● EXPLORE THE MATERIAL:
[1] From the reading list, list each example it gives of McConnell's adroitness at gumming up the works.
[2] Answer these questions using the reading list.
(a) What does the opening say the selection of writing is meant to encourage?
(b) Which two kinds of project might an investor in Chile face years of political battles over?
(c) How soon can a solar company have its panels producing electricity?

In a moment when so much information is unreliable and even more distressing, we feel an obligation to provide for our readership a small selection of writing that encourages the stirrings of critical thought and resistance. This is what we’re reading this week:
The End of Bipartisanship and the Legacy of Mitch McConnell:
But most characteristic of McConnell is his tendency to shift his views to suit current exigencies (on the minimum wage, withdrawal from Iraq, earmarks, abortion, labor and civil rights) and his adroitness at gumming up the works: forcing clerks to spend hours reading a bill aloud on the floor; opposing immigration legislation he’d encouraged; asking for a vote on a debt-ceiling proposal and then trying to filibuster it; urging the Obama administration to support a bipartisan debt commission and then voting against it.
Solar: A Clean, Infinite and Inexpensive Energy Source; yet Donald Trump resists it:
An investor in Chile wanting to build a hydroelectric dam or coal-fired plant potentially faces years of costly political battles and fierce resistance from nearby communities. In contrast, a solar company can lay out acres of automated sun-tracking panels across an isolated stretch of desert and have them firing quiet, clean electricity in less than a year, with no worries about fluctuating fuel prices or droughts. The sunlight is free and shows up for work on time, every morning.

[Records excerpted from a collection]
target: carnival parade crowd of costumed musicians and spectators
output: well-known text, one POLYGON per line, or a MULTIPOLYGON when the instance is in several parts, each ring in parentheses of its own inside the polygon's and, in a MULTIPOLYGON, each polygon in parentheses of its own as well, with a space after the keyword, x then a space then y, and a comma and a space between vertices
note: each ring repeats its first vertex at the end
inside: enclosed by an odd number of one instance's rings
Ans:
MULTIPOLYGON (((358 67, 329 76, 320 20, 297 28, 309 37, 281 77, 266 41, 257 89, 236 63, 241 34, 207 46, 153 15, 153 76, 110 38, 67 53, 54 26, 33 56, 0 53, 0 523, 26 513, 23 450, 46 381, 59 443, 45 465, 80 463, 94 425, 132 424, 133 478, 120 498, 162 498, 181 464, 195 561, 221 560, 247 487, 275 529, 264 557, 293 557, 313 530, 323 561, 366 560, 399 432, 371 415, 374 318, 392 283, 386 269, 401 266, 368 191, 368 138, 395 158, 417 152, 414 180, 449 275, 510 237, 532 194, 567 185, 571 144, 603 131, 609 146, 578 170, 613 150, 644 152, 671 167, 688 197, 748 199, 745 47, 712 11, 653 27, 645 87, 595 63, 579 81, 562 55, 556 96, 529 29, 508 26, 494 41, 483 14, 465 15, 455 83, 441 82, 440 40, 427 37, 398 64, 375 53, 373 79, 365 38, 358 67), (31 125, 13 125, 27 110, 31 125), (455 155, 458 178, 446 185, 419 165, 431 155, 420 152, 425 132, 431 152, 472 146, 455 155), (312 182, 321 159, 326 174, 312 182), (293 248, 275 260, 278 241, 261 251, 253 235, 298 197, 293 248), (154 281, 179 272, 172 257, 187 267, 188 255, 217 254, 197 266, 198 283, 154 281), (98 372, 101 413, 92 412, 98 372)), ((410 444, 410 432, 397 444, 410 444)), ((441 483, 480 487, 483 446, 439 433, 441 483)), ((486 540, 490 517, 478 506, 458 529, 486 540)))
==
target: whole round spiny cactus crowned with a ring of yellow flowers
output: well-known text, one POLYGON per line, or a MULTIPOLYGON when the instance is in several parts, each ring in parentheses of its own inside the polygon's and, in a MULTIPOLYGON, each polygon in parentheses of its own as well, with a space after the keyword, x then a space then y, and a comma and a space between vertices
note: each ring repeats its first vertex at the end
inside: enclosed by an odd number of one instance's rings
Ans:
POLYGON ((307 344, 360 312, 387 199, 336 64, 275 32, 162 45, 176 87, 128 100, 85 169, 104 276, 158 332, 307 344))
---
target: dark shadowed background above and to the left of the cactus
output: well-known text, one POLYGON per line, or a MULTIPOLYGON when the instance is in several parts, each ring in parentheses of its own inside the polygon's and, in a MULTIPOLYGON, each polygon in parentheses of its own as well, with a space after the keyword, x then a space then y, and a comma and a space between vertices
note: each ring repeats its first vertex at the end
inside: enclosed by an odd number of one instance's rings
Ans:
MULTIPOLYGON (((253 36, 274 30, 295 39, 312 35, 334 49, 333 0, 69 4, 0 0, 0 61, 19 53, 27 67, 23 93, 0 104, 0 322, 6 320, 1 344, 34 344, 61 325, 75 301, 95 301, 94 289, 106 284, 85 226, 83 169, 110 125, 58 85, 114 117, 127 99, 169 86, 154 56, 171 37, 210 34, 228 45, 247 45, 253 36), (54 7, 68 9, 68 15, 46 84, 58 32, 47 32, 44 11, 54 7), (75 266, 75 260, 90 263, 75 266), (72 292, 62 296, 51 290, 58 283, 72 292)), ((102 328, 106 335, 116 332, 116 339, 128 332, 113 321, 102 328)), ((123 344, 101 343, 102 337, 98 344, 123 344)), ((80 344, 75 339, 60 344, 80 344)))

● LIST OF SOLUTIONS:
[1]
- Forcing clerks to spend hours reading a bill aloud on the floor
- Opposing immigration legislation he'd encouraged
- Asking for a vote on a debt-ceiling proposal and then trying to filibuster it
- Urging the Obama administration to support a bipartisan debt commission and then voting against it

[2]
(a) The stirrings of critical thought and resistance.
(b) A hydroelectric dam or a coal-fired plant.
(c) In less than a year.